■ Problems to work on ■
**1)** In the book review below, where does Natsuki see her cousin Yuu?
**2)** List the primary societal issues that the book review below names for the novel.
**3)** Using the book review below, explain in one to three sentences why Natsuki gets the impression that life would be better without her.

··· Selection

If so, then you will find Sayaka Murata’s protagonists Natsuki, her cousin Yuu, and her hikikomori husband Tomoya easy to identify with, though their extremism might be a bit much even for you. Murata’s novel encompasses a lot of societal issues, maybe some of them unique to Japanese culture, but many universal. Among the primary are alienation, rejection (both of and by society), and a seemingly impossible quest for a unique kind of self-actualization and life lived on your own terms. All this, too, in about 250 pages. For the right readers, this will be an amazing experience, while others will simply find it a head scratcher or just plain gross, particularly the last pages.

The novel divides into two parts. In the first, we meet Natsuki as an eleven-year-old girl. She appears typical but her home life is distressing. Her older sister receives her parents’ attention. They are deferential to all the sister’s whims, while criticizing Natsuki constantly, giving her the impression that life would be better without her. Compounding this later is her cram teacher, Mr. Igasaki. He is a university student who teaches part-time and highly regarded by everyone, including her small circle of girlfriends, who consider him sexy. He takes a special interest in Natsuki, grooms her, then sexually abuses her. When she tries telling her mother, her mother accuses her of being difficult. When she tries telling her best friend, she’s met with disbelief and then, worse, the accusation she brought it on herself. She only finds solace with her cousin Yuu, whom she sees at the extended family’s annual Obon festival gathering at the her grandparents’ house in the mountains. Her other solace is escapism in the form of imagining herself from another planet, Popinpobopia, an alien in this world. Her plush toy Piyyut becomes more for you than a comforting toy, but an extension of her inner yearnings, arming her with magical powers allowing her to resist the unpleasantness of the real world, and then, to carry out an act of revenge. Yuu, her soulmate, also suffers alienation issues, and they form a marriage pact that culminations in an act landing them both in serious trouble, with lifelong consequences.

······
··· Supplied material

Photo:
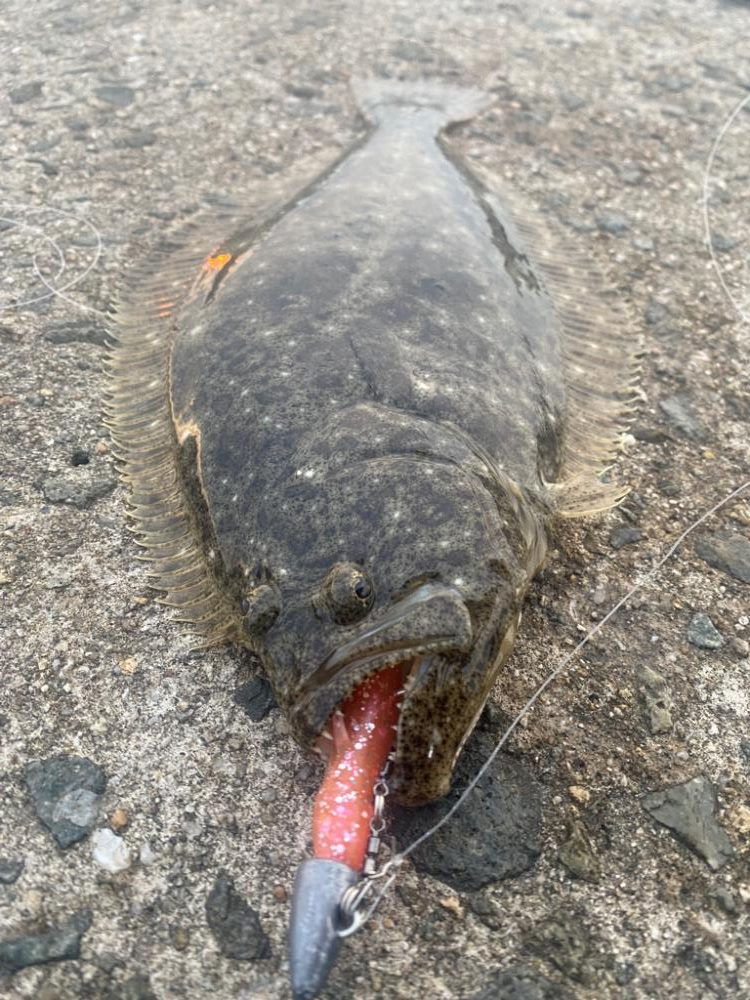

······

■ Solved tasks ■
**1)** She sees him at the extended family's annual Obon festival gathering at her grandparents' house in the mountains.

**2)** Alienation; rejection, both of and by society; and a seemingly impossible quest for a unique kind of self-actualization and a life lived on one's own terms.

**3)** Her parents give their attention to her older sister and defer to all of the sister's whims. Meanwhile, they criticize Natsuki constantly, and this treatment leaves her feeling that life would be better without her.